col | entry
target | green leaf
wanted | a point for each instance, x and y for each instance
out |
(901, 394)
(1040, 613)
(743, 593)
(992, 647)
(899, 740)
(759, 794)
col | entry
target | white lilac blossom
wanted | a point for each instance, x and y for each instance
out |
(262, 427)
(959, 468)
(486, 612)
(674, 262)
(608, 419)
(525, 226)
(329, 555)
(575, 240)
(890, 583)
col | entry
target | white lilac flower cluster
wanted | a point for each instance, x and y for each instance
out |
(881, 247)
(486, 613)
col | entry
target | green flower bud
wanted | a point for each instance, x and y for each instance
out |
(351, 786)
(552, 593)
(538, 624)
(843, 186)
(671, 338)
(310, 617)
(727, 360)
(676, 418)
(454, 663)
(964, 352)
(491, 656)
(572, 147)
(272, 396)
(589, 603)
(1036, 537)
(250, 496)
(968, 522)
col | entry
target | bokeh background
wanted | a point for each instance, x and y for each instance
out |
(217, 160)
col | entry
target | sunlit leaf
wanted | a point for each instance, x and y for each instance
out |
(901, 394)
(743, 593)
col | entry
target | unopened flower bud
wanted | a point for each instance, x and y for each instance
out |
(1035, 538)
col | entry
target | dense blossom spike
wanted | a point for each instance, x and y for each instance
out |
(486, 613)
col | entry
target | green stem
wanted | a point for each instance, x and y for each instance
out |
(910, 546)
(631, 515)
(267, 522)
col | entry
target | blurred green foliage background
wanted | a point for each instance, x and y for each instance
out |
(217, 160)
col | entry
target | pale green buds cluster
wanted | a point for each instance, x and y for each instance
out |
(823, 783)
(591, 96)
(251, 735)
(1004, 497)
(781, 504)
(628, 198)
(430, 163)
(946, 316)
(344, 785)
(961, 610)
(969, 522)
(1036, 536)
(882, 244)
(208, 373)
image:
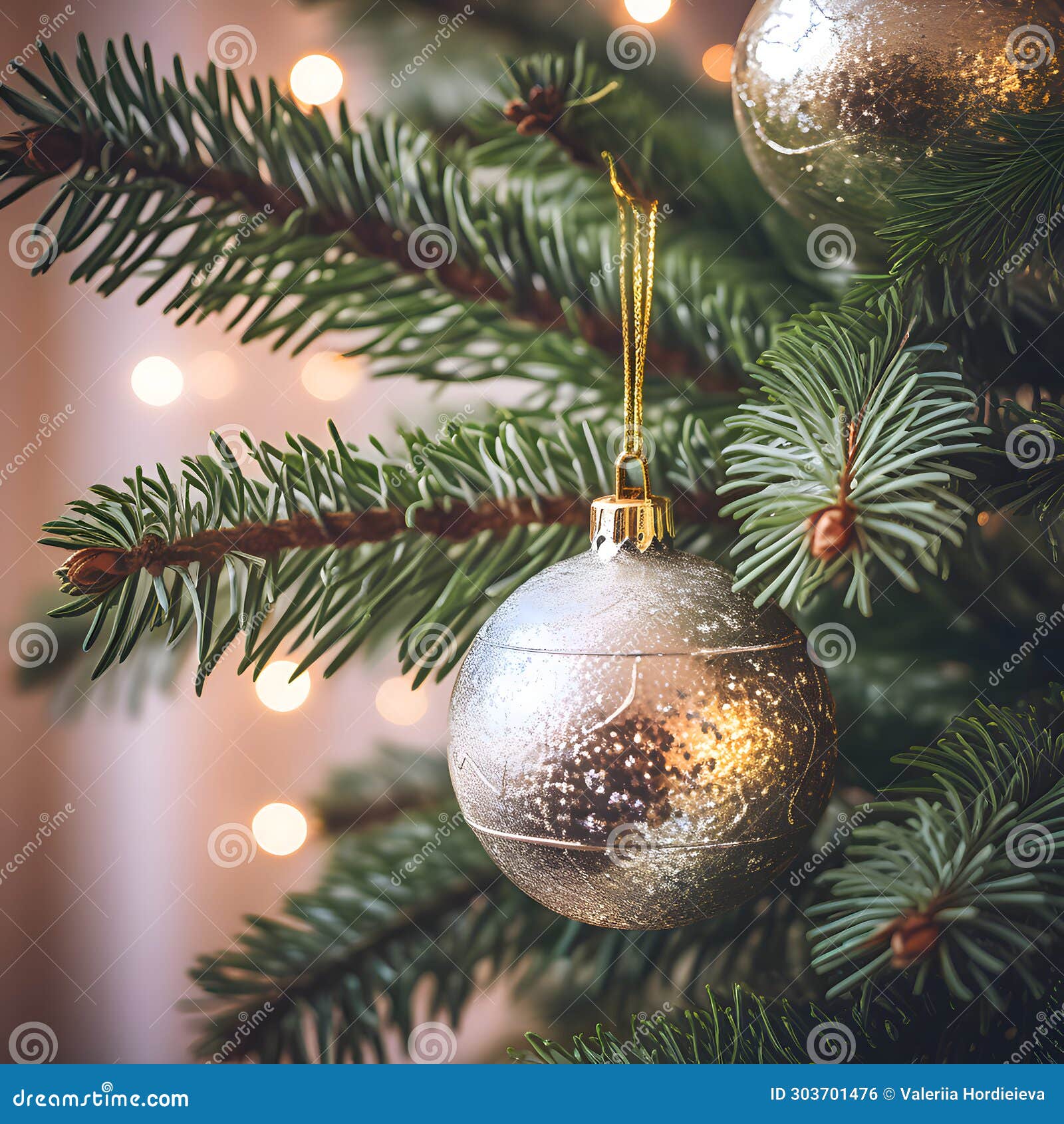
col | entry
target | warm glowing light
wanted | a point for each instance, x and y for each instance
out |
(329, 376)
(648, 11)
(717, 62)
(316, 79)
(156, 380)
(277, 692)
(399, 705)
(213, 374)
(280, 829)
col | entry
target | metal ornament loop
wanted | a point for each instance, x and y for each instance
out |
(632, 515)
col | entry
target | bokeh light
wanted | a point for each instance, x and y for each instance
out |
(648, 11)
(316, 79)
(399, 705)
(277, 692)
(717, 62)
(213, 374)
(156, 380)
(280, 829)
(329, 376)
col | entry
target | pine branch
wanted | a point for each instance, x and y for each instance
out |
(380, 231)
(1034, 459)
(847, 467)
(746, 1029)
(396, 779)
(412, 895)
(992, 199)
(587, 108)
(424, 544)
(749, 1029)
(959, 881)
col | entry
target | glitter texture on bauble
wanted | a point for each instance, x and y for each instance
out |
(637, 746)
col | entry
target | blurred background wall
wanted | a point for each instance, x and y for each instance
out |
(100, 924)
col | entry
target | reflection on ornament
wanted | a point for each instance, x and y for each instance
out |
(316, 79)
(279, 829)
(635, 744)
(836, 100)
(156, 380)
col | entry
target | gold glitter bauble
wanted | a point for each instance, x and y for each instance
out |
(836, 100)
(635, 744)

_ _ _

▶ [EXERCISE OBJECTIVE]: Restate each entry word for word, leaving out any pictures.

▶ [COMPLETE ANSWER]:
col | entry
target | green leaf
wanted | a point for each instance, x and y for each instance
out |
(901, 394)
(1040, 613)
(743, 593)
(992, 647)
(899, 740)
(759, 794)
col | entry
target | white lilac blossom
wanted | a point for each instance, x and y for each instance
out |
(262, 427)
(959, 468)
(486, 612)
(674, 262)
(608, 419)
(525, 226)
(329, 555)
(575, 240)
(890, 583)
col | entry
target | white lilac flower cluster
wanted | a point for each instance, x and y for each instance
out |
(881, 247)
(486, 613)
col | entry
target | green flower bud
wanted | a point for each instance, x and y for each instance
out |
(351, 786)
(552, 593)
(538, 624)
(843, 186)
(671, 338)
(310, 617)
(727, 360)
(676, 418)
(454, 663)
(964, 352)
(491, 656)
(572, 147)
(272, 396)
(589, 603)
(1036, 537)
(250, 496)
(968, 522)
col | entry
target | bokeh background
wanted | a point for each instance, x and y for each instance
out |
(217, 160)
col | entry
target | sunlit leaf
wanted | a point for each instance, x and y for each instance
out |
(901, 394)
(743, 593)
col | entry
target | unopened flower bud
wanted | a point for each instance, x and y for each instance
out |
(1035, 538)
col | entry
target | dense blossom spike
wanted | a point for each instance, x and y for each instance
out |
(486, 613)
col | entry
target | green stem
wanted | a point for each instance, x and y for each instance
out |
(910, 546)
(631, 515)
(267, 522)
col | entry
target | blurred green foliage background
wanted | a point for each instance, x and y for each instance
out |
(217, 160)
col | entry
target | pale green buds cluster
wanted | a point for each instance, x and y for each instance
out |
(823, 783)
(591, 96)
(251, 735)
(1004, 497)
(781, 504)
(628, 198)
(430, 163)
(946, 316)
(344, 785)
(961, 610)
(969, 522)
(1036, 536)
(882, 244)
(208, 373)
image:
col | entry
target | warm glowing light
wanted | a point for each instance, x and y for each instance
out |
(329, 376)
(648, 11)
(717, 62)
(316, 79)
(156, 380)
(277, 692)
(399, 705)
(213, 374)
(280, 829)
col | entry
target | metal ornament loop
wanted | a point for each instance, x and y for each instance
out |
(632, 515)
col | entry
target | bokeh light
wanted | a point for each instance, x and y for each instance
out |
(648, 11)
(316, 79)
(399, 705)
(277, 692)
(717, 62)
(213, 374)
(156, 380)
(280, 829)
(329, 376)
col | entry
target | pine branch
wanted | a point for each instance, x and y for each instance
out |
(380, 231)
(1034, 459)
(847, 467)
(746, 1029)
(396, 779)
(412, 895)
(992, 199)
(587, 108)
(424, 544)
(749, 1029)
(959, 881)
col | entry
target | glitter texture on bauble
wanted | a point for each instance, x and y for each instance
out |
(637, 746)
col | entry
target | blurred background wall
wanted | a point for each instance, x and y for each instance
out |
(100, 924)
col | entry
target | reflection on ornament
wanted | a point for each instance, x and y for each instance
out |
(316, 79)
(279, 829)
(635, 744)
(836, 100)
(156, 380)
col | entry
target | gold glitter bauble
wanted | a point for each instance, x and y for each instance
out |
(836, 100)
(635, 744)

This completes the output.